- **QUOTED TEXT**
For the reasons discussed above, this argument was not preserved for appeal. Even if it had been preserved, it lacks merit because the instant case is distinguishable from Jenkins in several key respects. First, the experts testified that Masters admitted the conduct in two of the three disciplinary reports, specifically the ones involving masturbating while looking at underaged females. As Dr. Jensen stated, these two reports were more relevant to his evaluation than any of the other disciplinary reports. Second, Masters' civil commitment was not based solely on hearsay. There was ample non-hearsay evidence demonstrating that Masters had a problem and was likely to reoffend. Thus, Jenkins does not control. See also In re Commitment of Williams, 841 So. 2d 531 (Fla. 2d DCA 2003) (distinguishing Jenkins on similar grounds).
Finally, Masters argues that section 394.9155(5), Florida Statutes (2006) is unconstitutional because it purports to regulate, in a Jimmy Ryce proceeding, the procedure for admitting evidence, which is the exclusive responsibility of the supreme court under Article V, Section 2(a) of the Florida Constitution. This issue was preserved below. The standard of review is de novo. Lowe v. Broward County, 766 So. 2d 1199 (Fla. 4th DCA 2000).
Section 394.9155(5), Florida Statutes, states:
(5) Hearsay evidence, including reports of a member of the multidisciplinary team or reports produced on behalf of the multidisciplinary team, is admissible in proceedings under this part unless the court finds that such evidence is not reliable. In a trial, however, hearsay evidence may not be used as the sole basis for committing a person under this part.
Article V, Section 2(a) of the Florida Constitution states, in pertinent part, that the "supreme court shall adopt rules for the practice and procedure in all courts. . . ."
Masters' constitutional challenge was expressly rejected in In re Commitment of Cartwright, 870 So. 2d 152 (Fla. 2d DCA 2004). In Cartwright, the second district held that section 394.9155(5) does not infringe upon the supreme court's rulemaking authority in procedural matters, as granted by Article V, Section 2 of the Florida Constitution, because (1) section 394.9155 is a procedural provision that is "intimately related to" or "intertwined with" substantive statutory provisions of the Jimmy Ryce Act; (2) in Florida Rule of Civil Procedure 1.010, the supreme court delegated to the legislature the authority to determine procedure in all special statutory proceedings, such as civil commitment proceedings under the Jimmy Ryce Act; and (3) case law supports the conclusion that the provision is constitutional. Cartwright, 870 So.2d at 157.

Dataset items
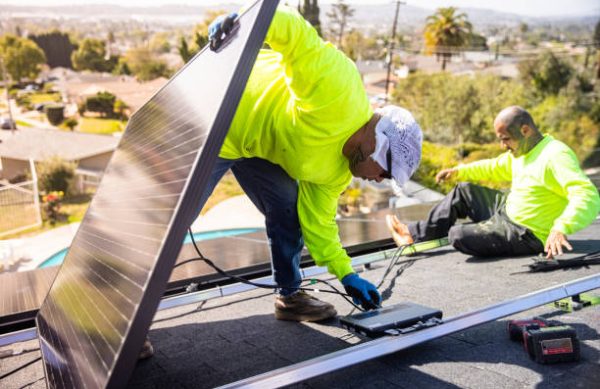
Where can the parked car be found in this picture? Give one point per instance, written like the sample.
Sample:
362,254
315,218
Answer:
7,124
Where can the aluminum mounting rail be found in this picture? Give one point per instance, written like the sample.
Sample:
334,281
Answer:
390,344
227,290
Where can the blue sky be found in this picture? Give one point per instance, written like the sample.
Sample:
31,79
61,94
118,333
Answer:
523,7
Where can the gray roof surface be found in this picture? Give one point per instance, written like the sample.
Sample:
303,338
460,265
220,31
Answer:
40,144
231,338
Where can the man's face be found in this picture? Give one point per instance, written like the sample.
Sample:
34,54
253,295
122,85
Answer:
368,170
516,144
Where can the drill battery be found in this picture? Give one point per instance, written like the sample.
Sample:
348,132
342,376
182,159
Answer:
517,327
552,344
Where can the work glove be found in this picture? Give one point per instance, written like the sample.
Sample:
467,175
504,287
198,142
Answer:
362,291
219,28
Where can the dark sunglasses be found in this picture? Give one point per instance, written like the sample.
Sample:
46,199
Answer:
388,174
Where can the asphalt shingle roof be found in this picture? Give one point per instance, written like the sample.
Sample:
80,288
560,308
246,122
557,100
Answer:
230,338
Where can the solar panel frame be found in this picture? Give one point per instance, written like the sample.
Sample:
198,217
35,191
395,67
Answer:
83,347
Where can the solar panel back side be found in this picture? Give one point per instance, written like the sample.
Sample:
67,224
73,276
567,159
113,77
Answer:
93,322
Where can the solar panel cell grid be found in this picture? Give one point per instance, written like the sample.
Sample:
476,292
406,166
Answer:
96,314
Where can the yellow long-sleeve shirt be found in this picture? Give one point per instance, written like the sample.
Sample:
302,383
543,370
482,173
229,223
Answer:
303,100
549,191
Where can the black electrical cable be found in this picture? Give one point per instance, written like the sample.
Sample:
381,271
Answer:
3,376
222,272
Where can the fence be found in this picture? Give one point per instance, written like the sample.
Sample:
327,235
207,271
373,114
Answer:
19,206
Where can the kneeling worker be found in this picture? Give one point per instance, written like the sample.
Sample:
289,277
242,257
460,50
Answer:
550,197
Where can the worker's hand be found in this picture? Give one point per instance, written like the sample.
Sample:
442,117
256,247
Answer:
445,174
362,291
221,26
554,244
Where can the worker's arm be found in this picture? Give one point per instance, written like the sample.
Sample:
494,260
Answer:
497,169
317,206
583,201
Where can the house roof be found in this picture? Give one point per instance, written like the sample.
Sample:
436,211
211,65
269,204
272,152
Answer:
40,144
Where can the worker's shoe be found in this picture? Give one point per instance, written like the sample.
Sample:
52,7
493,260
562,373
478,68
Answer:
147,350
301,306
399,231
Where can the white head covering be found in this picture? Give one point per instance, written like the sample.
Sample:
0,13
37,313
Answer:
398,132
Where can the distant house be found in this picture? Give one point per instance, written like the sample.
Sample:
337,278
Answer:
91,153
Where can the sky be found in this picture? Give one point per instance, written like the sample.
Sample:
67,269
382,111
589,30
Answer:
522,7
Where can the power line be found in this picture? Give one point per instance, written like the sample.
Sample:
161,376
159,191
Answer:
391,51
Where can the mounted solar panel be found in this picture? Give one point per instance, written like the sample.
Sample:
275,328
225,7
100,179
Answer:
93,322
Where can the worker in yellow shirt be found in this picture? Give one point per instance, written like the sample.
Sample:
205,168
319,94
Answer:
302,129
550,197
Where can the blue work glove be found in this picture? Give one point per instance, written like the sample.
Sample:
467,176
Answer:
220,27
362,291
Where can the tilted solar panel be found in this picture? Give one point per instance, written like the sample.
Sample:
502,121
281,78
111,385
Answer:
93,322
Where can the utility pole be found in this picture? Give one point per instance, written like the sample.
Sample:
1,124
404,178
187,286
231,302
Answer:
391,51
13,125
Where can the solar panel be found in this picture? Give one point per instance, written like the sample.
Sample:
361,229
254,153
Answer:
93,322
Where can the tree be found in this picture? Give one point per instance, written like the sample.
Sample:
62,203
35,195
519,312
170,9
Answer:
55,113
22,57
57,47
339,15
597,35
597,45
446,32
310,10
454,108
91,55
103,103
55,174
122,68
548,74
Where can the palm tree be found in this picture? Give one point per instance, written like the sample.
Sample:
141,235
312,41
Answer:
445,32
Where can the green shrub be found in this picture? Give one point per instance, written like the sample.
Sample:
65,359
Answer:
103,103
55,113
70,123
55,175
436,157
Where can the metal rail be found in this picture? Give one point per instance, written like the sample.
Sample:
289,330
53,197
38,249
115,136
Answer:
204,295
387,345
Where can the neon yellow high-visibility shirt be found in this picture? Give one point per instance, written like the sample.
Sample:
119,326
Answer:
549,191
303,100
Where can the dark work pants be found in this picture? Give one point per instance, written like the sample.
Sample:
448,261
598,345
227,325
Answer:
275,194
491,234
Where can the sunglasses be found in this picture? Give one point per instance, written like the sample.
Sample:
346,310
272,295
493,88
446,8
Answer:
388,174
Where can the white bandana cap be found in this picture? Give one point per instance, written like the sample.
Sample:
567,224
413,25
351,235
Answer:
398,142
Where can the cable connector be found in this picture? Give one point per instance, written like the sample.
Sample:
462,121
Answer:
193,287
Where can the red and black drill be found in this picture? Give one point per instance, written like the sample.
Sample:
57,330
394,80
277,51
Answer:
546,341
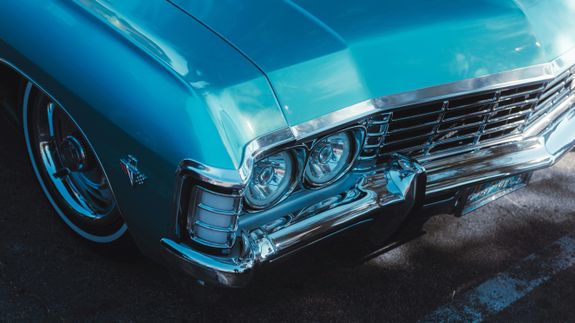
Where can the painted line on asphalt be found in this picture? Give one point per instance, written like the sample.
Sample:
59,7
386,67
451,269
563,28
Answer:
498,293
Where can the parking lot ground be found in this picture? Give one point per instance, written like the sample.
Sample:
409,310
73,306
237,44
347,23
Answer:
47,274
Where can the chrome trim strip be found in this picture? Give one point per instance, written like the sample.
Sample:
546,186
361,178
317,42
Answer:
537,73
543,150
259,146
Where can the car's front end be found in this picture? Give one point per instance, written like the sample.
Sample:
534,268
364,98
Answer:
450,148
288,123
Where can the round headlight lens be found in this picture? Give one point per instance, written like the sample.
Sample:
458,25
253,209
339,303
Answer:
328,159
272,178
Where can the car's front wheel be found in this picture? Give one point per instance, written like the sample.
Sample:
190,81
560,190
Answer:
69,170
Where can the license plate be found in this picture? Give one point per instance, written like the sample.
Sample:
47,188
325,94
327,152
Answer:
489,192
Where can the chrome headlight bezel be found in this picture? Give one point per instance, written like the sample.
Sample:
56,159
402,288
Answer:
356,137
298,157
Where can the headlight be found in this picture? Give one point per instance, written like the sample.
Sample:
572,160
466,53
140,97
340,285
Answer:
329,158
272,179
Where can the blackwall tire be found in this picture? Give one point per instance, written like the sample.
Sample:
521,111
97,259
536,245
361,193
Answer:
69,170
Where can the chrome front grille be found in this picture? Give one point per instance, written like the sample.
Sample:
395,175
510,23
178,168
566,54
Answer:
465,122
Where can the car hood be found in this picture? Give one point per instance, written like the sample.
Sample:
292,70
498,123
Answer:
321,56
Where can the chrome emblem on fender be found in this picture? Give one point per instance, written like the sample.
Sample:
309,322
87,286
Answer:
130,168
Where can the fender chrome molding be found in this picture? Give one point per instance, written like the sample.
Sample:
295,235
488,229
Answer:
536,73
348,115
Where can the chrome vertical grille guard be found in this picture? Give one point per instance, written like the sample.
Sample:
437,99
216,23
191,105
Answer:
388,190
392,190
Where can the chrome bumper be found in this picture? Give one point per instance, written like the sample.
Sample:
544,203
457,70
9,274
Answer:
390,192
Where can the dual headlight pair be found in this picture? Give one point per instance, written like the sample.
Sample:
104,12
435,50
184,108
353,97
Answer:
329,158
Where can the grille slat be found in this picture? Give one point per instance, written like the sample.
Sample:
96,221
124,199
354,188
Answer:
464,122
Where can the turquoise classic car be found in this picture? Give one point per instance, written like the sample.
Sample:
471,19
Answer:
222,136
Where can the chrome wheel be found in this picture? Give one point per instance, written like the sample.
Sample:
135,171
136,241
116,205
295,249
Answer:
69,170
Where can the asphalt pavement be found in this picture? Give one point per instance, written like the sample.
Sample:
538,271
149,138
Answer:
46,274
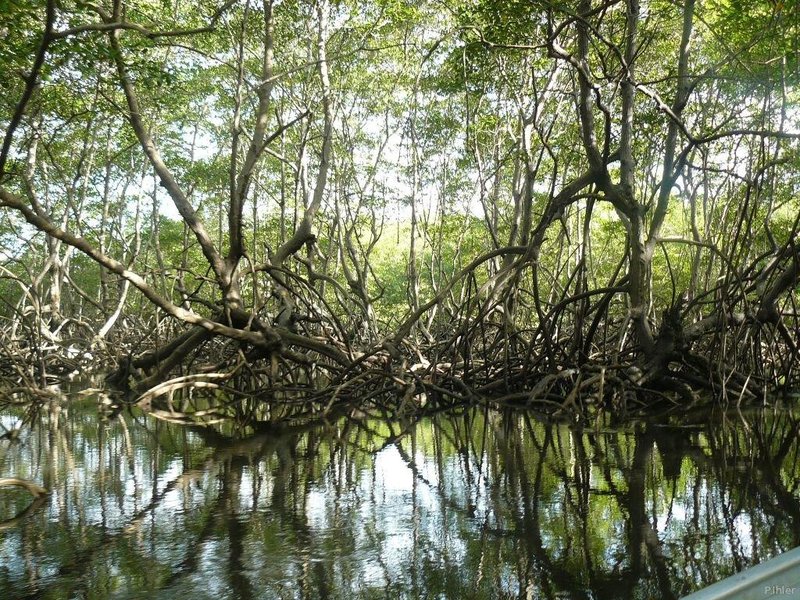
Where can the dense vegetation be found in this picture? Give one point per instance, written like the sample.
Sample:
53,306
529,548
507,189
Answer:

- **GIVEN REQUEST 1**
Using the court opinion, mark each statement yes or no and quote the exact words that decide it. (a) The constitutional challenge to section 394.9155(5) was preserved below. (b) The standard of review for that challenge is abuse of discretion. (c) Under section 394.9155(5), hearsay evidence may be the sole basis for committing a person in a trial.
- **GIVEN REQUEST 2**
Reproduce the lines of the listing word for word, starting at the line that has "Where can the turquoise" and going through the last line of the listing. Leave the pictures out.
The court opinion and the listing have nothing to do with each other.

- **FULL RESPONSE 1**
(a) Yes: "This issue was preserved below."
(b) No: "The standard of review is de novo."
(c) No: "In a trial, however, hearsay evidence may not be used as the sole basis for committing a person under this part."

- **FULL RESPONSE 2**
Where can the turquoise classic car be found in this picture? Give one point per instance, written like the sample.
Sample:
471,19
Answer:
222,136
Where can the chrome wheel be found in this picture? Give one point per instance, written like the sample.
Sample:
135,171
136,241
116,205
295,249
Answer:
69,170
Where can the asphalt pavement be found in this picture? Give one point per instance, written like the sample.
Sample:
538,271
149,138
Answer:
46,274
Where can the dense vegetation be found in this picture? Give one point per instance, written like the sample.
Sample:
53,306
529,548
507,189
Answer:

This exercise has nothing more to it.